Pick out and copy every line in the records that contains the string "graph". Matching is case-sensitive.

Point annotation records
☆ ☆ ☆ ☆ ☆ ☆ ☆

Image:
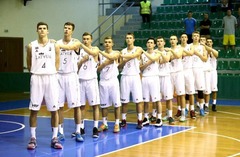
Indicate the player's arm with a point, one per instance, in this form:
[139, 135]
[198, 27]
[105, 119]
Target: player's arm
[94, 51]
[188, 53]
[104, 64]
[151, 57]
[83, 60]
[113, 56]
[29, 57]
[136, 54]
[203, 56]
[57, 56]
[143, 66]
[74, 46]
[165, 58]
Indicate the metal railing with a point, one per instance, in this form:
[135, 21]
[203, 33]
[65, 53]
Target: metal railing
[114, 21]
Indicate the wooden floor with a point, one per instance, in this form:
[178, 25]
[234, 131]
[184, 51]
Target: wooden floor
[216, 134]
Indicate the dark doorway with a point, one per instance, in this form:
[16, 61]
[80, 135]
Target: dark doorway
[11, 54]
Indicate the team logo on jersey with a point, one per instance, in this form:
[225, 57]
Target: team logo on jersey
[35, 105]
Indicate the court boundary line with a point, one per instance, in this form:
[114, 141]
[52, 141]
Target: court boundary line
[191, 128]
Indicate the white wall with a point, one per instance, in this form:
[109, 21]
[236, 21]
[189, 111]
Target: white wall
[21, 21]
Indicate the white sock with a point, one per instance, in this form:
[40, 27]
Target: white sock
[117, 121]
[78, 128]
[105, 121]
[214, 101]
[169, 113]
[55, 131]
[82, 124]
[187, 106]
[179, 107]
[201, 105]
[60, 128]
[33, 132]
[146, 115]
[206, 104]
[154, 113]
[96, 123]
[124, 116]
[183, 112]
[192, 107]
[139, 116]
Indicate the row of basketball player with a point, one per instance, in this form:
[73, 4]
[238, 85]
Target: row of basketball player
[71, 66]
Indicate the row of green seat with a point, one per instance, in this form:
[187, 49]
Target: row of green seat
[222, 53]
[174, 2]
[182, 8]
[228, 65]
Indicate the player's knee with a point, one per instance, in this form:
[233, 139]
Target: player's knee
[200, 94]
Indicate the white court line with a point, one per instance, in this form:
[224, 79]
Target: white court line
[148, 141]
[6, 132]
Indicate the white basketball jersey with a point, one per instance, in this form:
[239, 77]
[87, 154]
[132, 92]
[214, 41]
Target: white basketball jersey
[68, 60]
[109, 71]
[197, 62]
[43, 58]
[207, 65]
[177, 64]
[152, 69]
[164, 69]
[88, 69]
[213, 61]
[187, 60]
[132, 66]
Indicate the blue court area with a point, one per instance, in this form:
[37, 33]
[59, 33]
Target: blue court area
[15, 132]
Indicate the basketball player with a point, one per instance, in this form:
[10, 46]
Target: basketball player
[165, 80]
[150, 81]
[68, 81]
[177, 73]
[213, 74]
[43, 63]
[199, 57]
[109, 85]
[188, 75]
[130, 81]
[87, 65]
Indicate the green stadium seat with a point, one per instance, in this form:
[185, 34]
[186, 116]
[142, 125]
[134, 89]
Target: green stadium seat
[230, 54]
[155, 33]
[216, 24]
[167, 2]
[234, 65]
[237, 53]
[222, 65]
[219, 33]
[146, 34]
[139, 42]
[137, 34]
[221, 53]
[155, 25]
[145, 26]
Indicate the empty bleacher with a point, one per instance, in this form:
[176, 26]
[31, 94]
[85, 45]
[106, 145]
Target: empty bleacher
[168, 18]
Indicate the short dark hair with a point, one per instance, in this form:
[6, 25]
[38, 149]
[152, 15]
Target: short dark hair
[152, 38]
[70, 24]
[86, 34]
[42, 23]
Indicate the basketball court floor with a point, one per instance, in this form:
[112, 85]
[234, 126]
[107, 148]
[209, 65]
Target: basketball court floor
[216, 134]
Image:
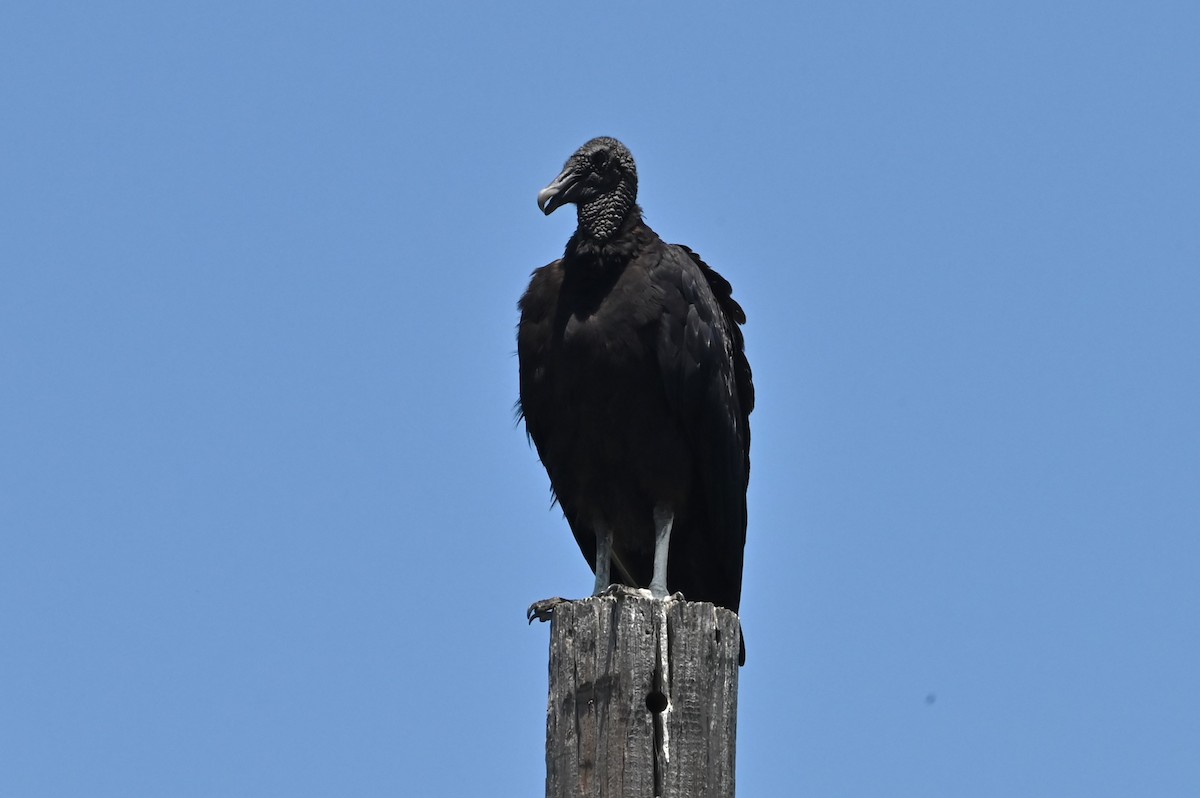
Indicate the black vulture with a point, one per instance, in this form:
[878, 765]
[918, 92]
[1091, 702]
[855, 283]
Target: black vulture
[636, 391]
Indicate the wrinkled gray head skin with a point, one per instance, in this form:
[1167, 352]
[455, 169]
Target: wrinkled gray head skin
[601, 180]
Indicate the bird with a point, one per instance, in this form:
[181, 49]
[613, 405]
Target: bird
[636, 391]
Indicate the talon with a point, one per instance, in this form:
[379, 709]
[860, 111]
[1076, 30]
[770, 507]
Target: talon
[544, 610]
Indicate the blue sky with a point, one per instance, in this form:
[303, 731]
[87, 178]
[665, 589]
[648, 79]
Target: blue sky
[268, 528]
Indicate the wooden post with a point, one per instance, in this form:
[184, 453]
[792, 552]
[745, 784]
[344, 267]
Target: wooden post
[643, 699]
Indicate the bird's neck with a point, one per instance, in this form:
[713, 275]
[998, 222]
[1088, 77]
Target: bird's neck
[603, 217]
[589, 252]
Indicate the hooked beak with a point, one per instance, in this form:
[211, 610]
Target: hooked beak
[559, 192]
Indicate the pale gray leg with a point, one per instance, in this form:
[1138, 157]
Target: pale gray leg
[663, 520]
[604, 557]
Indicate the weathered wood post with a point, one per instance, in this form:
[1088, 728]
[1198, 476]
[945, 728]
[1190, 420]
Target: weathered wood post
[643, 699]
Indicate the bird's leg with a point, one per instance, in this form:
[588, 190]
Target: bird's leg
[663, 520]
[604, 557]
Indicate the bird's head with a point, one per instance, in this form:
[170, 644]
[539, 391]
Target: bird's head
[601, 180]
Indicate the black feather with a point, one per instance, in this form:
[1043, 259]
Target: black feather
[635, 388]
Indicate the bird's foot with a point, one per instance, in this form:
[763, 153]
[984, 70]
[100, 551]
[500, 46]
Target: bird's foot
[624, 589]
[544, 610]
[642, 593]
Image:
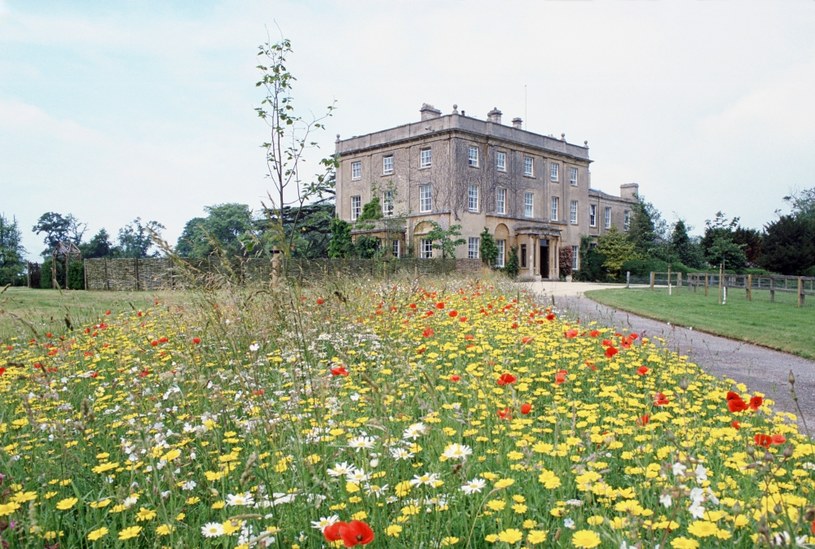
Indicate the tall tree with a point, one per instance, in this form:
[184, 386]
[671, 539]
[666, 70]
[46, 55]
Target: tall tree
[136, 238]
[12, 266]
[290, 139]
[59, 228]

☆ ☆ ☆ ☆ ☆ ☆ ☆

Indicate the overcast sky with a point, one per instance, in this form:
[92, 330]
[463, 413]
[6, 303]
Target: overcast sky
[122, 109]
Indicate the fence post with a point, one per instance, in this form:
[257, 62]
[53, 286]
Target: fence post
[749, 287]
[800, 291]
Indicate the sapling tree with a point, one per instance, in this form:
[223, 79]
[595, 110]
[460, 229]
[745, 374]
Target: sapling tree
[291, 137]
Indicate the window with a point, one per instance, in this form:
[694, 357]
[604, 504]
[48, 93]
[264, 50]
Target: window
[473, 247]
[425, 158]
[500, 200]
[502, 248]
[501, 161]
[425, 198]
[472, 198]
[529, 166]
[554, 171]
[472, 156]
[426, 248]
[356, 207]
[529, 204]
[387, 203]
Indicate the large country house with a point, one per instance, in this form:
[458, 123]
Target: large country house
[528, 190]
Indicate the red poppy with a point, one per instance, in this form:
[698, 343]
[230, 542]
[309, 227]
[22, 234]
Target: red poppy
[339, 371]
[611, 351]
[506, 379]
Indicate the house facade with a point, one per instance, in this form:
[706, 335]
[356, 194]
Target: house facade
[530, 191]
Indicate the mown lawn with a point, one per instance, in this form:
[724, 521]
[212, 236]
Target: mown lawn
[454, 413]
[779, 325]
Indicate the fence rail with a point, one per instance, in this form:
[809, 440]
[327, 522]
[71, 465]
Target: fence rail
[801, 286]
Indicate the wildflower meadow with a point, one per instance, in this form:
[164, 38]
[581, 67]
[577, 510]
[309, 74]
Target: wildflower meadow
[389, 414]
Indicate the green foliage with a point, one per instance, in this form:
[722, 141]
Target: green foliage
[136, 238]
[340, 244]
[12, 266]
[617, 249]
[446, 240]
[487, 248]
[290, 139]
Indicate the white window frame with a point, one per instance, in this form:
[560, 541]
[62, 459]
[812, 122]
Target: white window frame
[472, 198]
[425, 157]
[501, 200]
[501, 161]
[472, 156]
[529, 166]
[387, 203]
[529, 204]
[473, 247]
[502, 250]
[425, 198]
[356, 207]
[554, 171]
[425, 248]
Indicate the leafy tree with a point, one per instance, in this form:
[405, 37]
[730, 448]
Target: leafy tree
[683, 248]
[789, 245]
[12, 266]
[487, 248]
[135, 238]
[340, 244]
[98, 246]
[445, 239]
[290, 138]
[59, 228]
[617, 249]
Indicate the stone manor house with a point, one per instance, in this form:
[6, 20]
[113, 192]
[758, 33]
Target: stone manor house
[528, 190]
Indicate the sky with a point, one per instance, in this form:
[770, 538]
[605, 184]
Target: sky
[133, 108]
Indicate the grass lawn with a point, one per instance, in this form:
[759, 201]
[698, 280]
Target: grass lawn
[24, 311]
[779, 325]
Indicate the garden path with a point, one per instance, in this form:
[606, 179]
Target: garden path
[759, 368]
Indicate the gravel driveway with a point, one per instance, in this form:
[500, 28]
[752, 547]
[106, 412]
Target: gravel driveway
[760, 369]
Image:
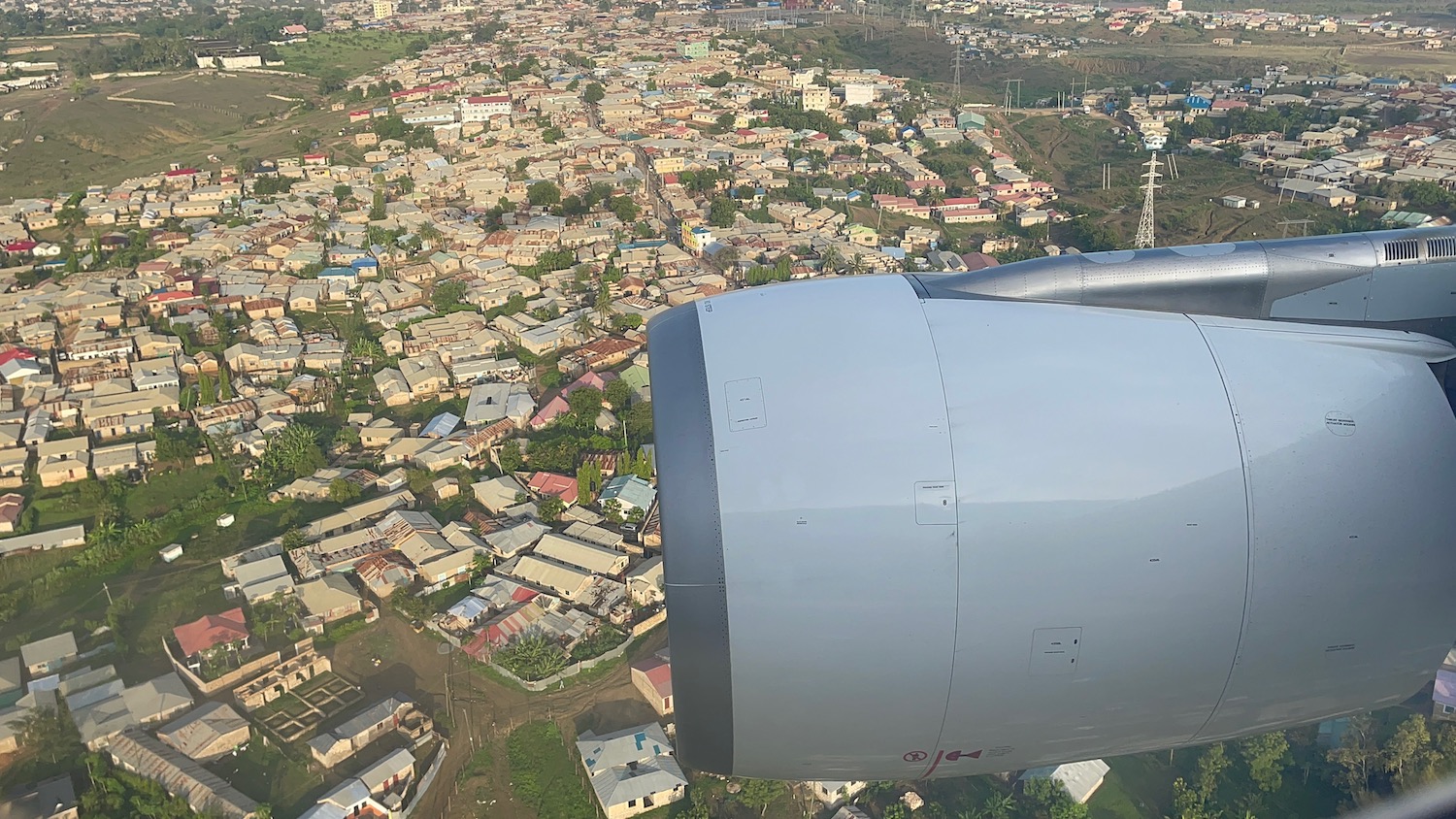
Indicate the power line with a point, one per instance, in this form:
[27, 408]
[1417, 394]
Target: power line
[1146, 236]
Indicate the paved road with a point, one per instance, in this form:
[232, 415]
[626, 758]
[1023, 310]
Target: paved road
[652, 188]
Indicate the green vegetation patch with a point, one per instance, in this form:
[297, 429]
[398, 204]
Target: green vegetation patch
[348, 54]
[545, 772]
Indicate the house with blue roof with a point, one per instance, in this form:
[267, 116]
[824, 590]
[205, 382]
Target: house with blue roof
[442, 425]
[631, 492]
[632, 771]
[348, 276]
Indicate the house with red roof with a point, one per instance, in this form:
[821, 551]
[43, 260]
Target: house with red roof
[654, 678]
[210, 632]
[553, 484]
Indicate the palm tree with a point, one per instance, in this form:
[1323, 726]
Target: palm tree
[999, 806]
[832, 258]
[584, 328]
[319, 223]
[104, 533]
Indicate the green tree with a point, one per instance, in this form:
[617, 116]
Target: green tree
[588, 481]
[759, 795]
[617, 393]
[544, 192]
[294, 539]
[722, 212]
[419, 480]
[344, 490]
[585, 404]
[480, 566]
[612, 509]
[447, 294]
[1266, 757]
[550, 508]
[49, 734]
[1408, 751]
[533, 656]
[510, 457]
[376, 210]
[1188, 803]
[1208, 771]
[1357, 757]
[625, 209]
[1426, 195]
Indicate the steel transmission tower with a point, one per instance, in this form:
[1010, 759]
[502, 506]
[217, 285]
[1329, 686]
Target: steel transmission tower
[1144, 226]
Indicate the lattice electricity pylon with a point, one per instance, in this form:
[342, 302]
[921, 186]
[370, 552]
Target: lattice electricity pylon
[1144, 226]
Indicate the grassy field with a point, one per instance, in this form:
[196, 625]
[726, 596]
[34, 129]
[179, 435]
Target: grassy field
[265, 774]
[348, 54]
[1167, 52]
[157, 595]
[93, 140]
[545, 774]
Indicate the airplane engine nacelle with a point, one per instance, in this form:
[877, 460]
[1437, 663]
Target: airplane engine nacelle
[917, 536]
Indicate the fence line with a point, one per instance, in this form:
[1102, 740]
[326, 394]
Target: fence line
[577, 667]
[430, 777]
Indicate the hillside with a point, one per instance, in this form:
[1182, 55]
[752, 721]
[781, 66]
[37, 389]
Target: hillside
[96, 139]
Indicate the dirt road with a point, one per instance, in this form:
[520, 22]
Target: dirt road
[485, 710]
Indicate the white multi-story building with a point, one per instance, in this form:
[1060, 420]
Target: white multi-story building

☆ ☆ ☆ ☆ ☆ ☆ ☆

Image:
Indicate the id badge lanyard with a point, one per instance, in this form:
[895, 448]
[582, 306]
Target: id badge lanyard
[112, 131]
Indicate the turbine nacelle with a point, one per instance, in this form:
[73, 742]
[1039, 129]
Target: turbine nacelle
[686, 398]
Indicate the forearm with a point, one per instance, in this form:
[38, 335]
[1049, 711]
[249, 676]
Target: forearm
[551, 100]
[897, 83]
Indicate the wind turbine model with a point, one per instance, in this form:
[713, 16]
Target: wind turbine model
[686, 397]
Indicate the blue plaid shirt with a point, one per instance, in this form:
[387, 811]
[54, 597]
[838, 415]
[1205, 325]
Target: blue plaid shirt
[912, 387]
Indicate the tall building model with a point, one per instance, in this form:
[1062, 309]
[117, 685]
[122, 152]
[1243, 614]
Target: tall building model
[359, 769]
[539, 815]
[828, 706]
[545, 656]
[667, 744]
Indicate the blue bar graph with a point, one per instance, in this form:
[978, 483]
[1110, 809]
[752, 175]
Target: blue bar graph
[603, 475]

☆ ☆ ☆ ☆ ☆ ☆ ☆

### REPLY
Indicate the blue bar graph with a point, one per instance, in this form:
Target: blue bar graph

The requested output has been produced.